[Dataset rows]
--*--
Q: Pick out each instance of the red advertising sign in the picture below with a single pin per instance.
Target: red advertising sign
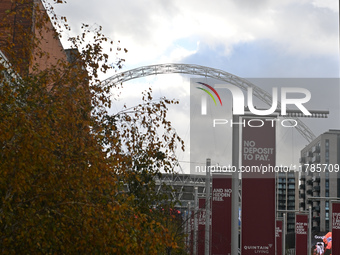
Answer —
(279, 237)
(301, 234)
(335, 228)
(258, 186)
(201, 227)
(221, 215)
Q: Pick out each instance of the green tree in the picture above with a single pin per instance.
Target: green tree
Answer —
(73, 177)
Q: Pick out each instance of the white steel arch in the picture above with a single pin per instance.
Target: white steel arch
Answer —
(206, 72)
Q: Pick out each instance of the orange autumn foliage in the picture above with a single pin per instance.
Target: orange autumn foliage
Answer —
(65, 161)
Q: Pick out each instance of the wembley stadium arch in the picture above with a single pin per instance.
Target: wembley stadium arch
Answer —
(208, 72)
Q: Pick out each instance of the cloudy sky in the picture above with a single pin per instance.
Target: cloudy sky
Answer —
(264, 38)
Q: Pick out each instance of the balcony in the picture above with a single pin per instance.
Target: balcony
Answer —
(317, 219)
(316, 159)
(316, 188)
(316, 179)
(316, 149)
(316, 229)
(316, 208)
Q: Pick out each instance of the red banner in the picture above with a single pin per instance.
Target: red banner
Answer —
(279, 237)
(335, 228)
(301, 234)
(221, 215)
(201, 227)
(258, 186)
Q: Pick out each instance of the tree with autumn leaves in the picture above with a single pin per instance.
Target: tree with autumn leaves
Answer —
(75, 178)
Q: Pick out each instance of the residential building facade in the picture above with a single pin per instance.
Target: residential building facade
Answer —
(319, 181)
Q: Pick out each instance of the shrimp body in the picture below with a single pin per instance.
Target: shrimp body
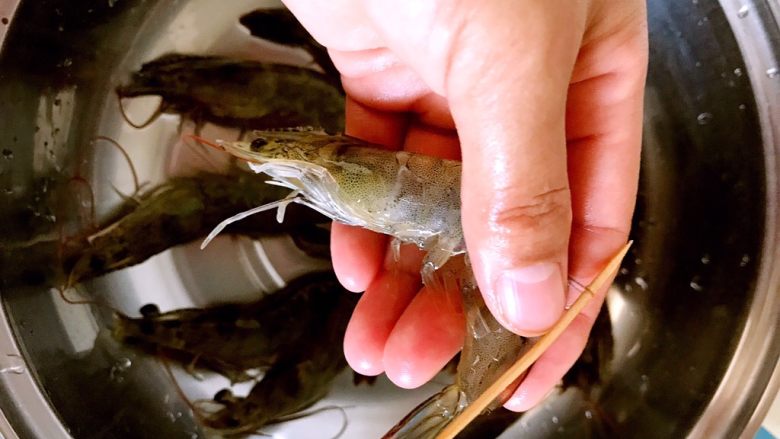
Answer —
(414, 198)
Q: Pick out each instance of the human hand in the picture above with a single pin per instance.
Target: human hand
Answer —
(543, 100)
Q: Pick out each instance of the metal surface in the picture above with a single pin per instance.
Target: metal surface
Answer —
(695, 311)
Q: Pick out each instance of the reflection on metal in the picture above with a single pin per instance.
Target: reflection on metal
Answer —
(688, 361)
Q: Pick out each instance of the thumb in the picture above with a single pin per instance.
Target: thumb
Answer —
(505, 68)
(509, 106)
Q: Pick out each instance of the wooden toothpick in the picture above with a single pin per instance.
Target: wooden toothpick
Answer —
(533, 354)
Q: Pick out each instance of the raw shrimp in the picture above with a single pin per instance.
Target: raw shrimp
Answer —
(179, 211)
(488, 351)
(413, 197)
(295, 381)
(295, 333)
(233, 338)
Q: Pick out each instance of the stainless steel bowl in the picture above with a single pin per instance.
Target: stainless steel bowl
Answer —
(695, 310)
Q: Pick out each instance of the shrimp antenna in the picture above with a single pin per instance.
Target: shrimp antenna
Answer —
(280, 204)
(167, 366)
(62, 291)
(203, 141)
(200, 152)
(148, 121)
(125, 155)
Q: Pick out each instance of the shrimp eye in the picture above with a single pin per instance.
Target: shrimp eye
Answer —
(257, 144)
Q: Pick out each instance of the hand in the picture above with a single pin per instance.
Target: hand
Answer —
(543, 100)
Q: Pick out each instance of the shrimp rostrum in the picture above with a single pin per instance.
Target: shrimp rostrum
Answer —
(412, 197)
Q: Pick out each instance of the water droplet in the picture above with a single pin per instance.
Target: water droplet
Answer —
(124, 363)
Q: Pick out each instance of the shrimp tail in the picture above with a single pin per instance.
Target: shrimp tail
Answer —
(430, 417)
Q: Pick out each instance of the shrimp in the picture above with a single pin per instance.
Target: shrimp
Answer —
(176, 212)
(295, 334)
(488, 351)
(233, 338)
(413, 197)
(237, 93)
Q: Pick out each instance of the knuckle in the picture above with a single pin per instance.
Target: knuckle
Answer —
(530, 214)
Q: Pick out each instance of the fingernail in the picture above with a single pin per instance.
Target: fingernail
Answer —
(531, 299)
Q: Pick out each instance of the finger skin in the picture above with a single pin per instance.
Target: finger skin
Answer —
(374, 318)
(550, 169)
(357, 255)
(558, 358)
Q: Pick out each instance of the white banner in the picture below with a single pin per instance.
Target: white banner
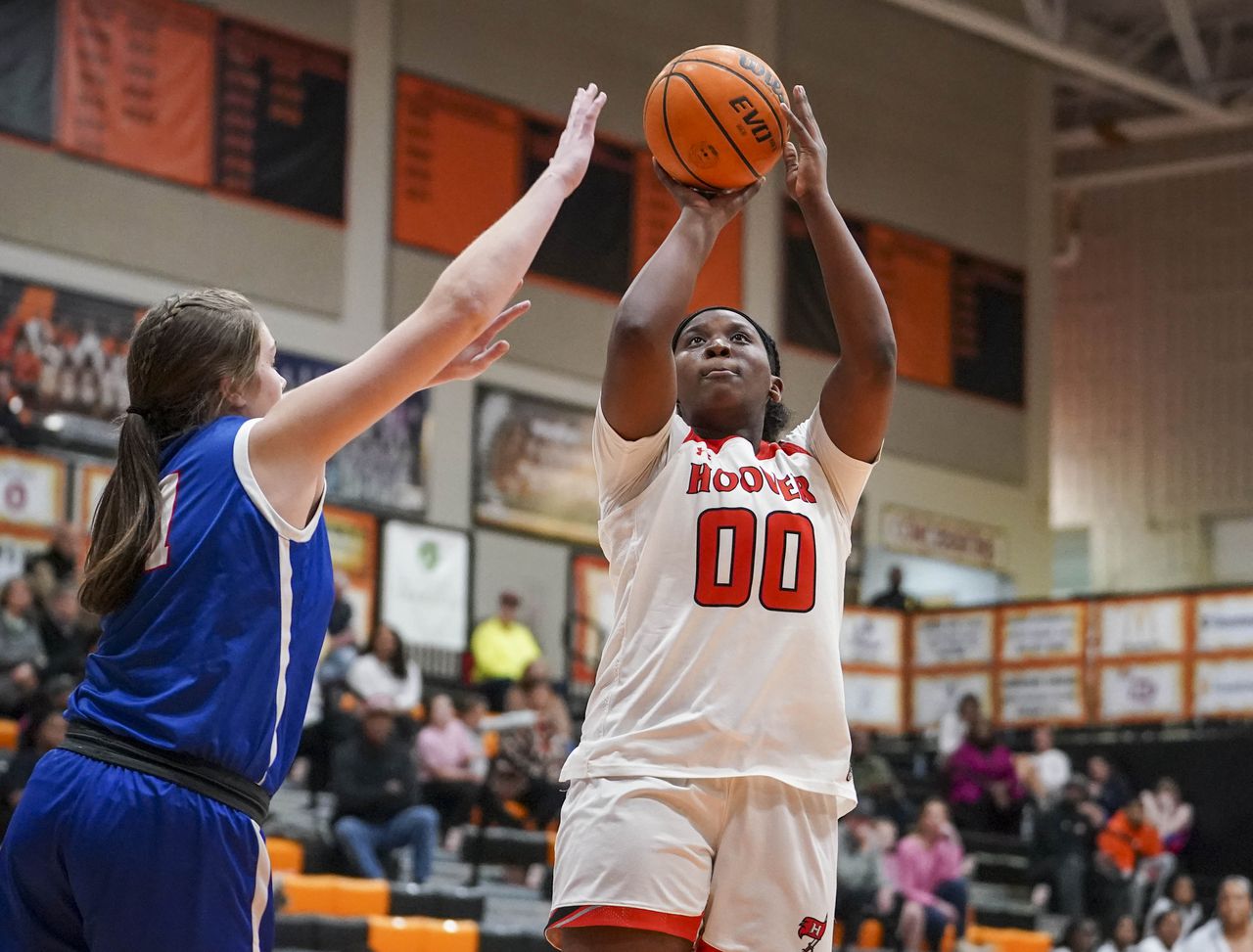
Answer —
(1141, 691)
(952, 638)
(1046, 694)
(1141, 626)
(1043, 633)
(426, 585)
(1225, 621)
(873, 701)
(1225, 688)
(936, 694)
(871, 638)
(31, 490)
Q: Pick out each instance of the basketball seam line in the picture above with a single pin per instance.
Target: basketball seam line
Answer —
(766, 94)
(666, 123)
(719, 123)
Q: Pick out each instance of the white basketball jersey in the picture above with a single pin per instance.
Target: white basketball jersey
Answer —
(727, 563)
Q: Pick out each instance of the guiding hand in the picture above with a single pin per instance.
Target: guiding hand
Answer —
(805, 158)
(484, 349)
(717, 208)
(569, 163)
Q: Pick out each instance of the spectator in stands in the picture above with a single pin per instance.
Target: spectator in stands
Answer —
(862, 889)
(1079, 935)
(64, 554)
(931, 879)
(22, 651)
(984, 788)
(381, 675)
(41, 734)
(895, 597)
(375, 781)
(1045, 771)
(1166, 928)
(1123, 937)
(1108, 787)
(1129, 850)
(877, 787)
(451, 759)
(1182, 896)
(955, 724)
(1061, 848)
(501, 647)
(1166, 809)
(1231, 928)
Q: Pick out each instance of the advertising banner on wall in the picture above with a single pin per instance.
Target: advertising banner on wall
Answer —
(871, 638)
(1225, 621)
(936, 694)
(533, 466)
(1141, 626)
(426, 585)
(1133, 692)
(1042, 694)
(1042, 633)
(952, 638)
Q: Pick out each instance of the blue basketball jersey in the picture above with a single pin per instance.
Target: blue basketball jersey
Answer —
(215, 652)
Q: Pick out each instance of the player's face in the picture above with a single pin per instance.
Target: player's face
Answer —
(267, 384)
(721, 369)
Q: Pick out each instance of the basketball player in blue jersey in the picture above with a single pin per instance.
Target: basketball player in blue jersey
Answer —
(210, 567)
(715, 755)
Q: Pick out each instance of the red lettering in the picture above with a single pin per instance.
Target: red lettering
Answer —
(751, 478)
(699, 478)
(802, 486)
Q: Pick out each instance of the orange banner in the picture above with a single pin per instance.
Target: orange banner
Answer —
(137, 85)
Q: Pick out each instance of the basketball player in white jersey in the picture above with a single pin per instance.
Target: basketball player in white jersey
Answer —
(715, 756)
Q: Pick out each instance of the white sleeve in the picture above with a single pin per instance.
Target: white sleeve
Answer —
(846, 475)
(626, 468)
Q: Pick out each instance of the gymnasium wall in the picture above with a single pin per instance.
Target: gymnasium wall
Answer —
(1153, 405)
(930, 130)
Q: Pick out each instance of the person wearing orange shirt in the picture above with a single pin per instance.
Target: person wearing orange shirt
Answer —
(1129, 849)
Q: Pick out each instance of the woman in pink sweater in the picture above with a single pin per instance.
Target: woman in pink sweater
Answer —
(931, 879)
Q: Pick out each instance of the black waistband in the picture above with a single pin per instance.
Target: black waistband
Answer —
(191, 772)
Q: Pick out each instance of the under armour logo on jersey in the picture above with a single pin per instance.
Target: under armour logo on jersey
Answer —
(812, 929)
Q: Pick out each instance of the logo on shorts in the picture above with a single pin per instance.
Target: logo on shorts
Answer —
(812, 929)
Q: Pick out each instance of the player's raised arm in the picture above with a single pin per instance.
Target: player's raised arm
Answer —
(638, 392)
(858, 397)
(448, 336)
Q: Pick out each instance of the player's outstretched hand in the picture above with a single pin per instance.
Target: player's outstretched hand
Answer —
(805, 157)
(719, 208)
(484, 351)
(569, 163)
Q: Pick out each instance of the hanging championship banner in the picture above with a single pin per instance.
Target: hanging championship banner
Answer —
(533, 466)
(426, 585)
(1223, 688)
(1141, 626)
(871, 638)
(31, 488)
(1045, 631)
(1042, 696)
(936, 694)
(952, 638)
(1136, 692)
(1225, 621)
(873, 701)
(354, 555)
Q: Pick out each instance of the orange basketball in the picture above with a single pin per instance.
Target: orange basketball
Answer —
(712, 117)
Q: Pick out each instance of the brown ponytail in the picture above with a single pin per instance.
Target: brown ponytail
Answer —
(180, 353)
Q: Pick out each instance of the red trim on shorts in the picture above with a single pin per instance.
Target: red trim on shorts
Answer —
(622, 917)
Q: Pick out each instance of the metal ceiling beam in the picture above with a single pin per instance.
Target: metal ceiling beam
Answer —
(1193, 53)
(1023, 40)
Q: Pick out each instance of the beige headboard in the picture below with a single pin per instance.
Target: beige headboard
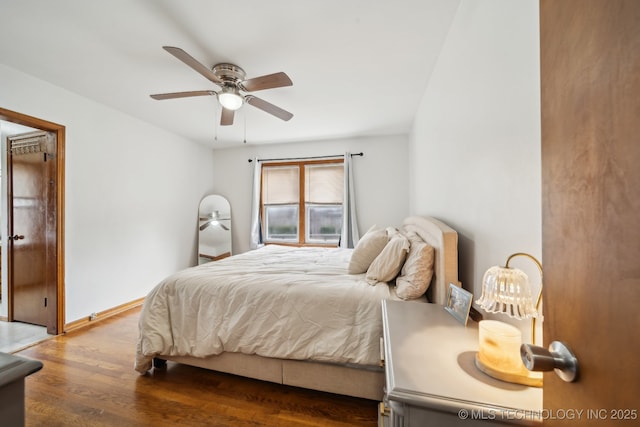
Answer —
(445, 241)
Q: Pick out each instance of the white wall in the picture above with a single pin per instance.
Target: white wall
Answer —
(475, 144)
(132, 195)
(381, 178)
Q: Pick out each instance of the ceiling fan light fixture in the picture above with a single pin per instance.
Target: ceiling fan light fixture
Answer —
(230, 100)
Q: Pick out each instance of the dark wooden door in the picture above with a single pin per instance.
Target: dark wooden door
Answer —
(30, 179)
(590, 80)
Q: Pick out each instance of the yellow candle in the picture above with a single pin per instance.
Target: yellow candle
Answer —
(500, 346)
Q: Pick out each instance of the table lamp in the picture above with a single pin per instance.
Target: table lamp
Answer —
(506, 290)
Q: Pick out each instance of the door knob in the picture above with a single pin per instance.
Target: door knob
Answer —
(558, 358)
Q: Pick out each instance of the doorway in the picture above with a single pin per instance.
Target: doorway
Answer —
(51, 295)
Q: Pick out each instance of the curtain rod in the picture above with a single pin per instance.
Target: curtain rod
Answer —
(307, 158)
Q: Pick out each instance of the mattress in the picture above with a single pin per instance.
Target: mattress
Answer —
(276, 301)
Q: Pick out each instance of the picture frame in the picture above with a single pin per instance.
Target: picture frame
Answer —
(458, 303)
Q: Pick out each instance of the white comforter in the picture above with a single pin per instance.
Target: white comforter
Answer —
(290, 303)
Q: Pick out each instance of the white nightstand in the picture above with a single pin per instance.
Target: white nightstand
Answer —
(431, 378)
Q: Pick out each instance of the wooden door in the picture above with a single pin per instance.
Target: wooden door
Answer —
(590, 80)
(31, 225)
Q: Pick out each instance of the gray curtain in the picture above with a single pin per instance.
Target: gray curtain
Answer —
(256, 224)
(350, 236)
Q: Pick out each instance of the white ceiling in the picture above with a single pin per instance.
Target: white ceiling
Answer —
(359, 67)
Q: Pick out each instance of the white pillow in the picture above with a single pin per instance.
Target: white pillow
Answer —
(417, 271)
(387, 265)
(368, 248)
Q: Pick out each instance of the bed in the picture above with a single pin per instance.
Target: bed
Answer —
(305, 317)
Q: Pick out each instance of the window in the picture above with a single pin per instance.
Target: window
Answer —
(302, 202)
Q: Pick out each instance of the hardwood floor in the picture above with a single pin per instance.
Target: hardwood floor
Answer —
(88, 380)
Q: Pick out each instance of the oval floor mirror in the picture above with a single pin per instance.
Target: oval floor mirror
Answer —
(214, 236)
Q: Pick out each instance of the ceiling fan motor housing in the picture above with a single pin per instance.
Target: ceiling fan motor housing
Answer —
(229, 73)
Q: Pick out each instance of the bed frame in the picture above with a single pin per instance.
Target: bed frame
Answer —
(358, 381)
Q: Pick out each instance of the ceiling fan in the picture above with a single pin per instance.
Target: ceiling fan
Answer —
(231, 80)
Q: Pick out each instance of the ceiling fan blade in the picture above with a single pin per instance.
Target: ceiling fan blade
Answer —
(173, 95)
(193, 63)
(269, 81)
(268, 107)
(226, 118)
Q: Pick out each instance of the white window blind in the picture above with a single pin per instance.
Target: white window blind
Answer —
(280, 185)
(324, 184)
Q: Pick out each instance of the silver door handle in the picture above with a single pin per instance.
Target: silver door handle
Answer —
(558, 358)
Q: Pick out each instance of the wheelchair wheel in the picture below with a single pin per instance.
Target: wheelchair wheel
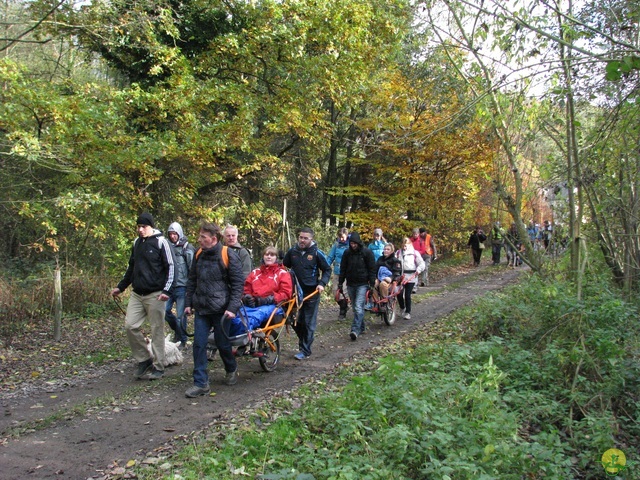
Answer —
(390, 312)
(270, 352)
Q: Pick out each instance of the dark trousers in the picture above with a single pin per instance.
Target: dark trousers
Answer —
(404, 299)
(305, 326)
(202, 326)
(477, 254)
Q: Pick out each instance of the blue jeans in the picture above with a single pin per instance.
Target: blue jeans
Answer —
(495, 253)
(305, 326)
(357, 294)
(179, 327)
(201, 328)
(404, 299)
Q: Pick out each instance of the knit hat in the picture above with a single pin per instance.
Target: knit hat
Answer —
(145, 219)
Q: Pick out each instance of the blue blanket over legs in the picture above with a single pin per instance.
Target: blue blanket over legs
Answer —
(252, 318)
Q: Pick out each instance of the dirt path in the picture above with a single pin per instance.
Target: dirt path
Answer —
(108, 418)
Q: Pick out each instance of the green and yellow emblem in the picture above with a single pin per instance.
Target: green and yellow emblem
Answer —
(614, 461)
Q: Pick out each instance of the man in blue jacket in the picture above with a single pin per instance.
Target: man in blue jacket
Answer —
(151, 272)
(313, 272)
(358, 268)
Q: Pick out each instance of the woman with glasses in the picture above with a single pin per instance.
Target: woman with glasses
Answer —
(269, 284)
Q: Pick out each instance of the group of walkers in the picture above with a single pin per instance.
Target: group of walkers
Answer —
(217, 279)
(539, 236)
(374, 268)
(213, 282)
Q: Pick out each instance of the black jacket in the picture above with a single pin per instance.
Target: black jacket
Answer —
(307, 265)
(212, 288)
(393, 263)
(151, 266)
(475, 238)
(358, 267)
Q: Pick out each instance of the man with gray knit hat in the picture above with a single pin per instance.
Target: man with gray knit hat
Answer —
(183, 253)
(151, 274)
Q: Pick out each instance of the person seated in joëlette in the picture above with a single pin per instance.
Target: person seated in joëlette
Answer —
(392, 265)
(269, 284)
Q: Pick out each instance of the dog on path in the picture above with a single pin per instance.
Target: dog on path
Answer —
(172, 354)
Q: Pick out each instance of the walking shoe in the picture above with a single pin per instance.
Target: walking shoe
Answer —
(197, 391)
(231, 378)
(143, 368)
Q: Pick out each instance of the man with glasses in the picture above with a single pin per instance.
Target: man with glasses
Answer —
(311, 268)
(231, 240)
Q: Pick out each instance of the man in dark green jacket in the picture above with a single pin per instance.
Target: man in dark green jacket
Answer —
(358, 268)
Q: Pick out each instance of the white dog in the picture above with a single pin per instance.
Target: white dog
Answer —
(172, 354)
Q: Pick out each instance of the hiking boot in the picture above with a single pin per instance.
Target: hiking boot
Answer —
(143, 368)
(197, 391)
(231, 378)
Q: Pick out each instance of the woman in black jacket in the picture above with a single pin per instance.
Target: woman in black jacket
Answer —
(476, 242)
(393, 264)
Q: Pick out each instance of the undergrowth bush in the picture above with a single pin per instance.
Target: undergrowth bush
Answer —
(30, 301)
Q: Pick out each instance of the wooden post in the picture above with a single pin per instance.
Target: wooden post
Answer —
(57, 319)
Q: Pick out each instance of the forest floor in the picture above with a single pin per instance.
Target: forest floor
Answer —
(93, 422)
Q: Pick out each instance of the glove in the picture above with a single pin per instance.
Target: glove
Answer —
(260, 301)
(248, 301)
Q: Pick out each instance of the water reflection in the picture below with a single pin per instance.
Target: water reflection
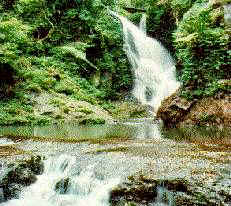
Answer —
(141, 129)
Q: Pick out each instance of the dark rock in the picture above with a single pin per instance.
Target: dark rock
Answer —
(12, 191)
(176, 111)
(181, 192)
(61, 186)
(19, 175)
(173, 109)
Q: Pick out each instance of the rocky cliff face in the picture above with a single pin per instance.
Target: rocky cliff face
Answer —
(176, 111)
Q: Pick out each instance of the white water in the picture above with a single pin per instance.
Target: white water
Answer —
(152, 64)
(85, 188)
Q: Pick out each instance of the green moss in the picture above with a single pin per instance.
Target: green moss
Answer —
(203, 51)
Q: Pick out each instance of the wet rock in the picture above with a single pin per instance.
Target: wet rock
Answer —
--*--
**Exercise details**. Reproduce the lines word for word, starting at the one holding "Q: Pick out each instance of the dark rock" and ending at the final line of the material above.

**Correct answer**.
Q: Pick out each instance of the dark rock in the picture above with a single pin per instance.
Target: dark rock
Answer —
(12, 191)
(176, 111)
(181, 192)
(61, 186)
(19, 175)
(173, 109)
Q: Pick out each instance of the rocky cliff face in the picture above with a single pin per instance.
Target: rocky cliff face
Answer —
(176, 111)
Q: Pick out each instance of the white water in the picture above with a single pin per instance.
Target: white water
Answer —
(152, 64)
(85, 188)
Q: Pick out each instance of the green moss in the picture above with a single pin per instance.
Target: green moss
Answer —
(203, 51)
Q: Pick out each instance of the wet rock in the picture above with a single pin per instance.
Target: wet rock
Answer —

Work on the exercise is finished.